* Objective:
Copy the camera forum thread from "Craig, with that" through "(Mar 28, 2012)", changing "price point" to "price level" along the way.

* Text passage:
>> Start
Craig, with that being said, what have you heard about sales for the 5D Mark III? Am I a sucker for being an early adopter? I get the feeling they aren't going to sell as many as their marketing people would like at the present price point and will eventually have a huge reduction in price (remembering Sigma's goof with the SD1). Canon has gotta a whiff of their own "shiite" and arrogantly thinks it's Channel No. 5. 


IMO, the 5D Mark III is overpriced for no other reason other than Canon thinks they can get away with it. Nikon took a more realistic approach with the pricing for their D800 and it seems like they care more about their customers than trying to milk them with minor overpriced upgrades.


----------



## DarkKnightNine (Mar 28, 2012)

Aglet said:


> I think they've definitely left the door open for another FF body to replace the 5D2. And it'll have to be different enough to be compelling.
> 
> Give it a price tag around $2500-2700,
> single Digic 5,
> ...
>> End
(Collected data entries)
>> Start
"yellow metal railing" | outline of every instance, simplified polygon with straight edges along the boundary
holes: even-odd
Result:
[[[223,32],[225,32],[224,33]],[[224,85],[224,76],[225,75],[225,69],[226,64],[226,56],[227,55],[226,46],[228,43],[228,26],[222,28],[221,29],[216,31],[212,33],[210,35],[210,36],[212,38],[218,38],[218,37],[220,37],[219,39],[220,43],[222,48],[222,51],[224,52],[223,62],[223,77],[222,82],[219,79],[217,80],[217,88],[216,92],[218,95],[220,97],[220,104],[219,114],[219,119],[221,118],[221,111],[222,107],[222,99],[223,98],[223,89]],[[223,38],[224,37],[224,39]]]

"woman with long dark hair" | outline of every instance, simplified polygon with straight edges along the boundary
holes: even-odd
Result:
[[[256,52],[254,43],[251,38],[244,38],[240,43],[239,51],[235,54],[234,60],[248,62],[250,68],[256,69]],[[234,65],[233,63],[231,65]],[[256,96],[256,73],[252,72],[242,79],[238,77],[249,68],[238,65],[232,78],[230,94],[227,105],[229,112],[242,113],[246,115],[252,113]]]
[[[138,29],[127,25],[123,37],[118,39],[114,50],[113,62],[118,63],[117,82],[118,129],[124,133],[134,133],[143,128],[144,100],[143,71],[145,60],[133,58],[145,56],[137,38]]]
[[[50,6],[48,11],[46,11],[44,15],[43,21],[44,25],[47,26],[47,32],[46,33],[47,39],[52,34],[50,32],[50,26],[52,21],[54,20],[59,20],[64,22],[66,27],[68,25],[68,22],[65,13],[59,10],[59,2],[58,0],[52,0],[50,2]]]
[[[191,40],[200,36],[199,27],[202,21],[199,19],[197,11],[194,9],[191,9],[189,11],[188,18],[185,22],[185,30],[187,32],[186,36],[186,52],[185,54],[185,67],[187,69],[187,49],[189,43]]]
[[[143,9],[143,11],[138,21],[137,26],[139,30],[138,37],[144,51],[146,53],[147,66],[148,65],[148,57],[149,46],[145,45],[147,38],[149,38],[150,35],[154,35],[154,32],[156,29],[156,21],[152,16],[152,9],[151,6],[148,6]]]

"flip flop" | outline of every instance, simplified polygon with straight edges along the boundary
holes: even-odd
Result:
>> End
* Solved exercise:
Craig, with that being said, what have you heard about sales for the 5D Mark III? Am I a sucker for being an early adopter? I get the feeling they aren't going to sell as many as their marketing people would like at the present price level and will eventually have a huge reduction in price (remembering Sigma's goof with the SD1). Canon has gotta a whiff of their own "shiite" and arrogantly thinks it's Channel No. 5. 


IMO, the 5D Mark III is overpriced for no other reason other than Canon thinks they can get away with it. Nikon took a more realistic approach with the pricing for their D800 and it seems like they care more about their customers than trying to milk them with minor overpriced upgrades.


----------



## DarkKnightNine (Mar 28, 2012)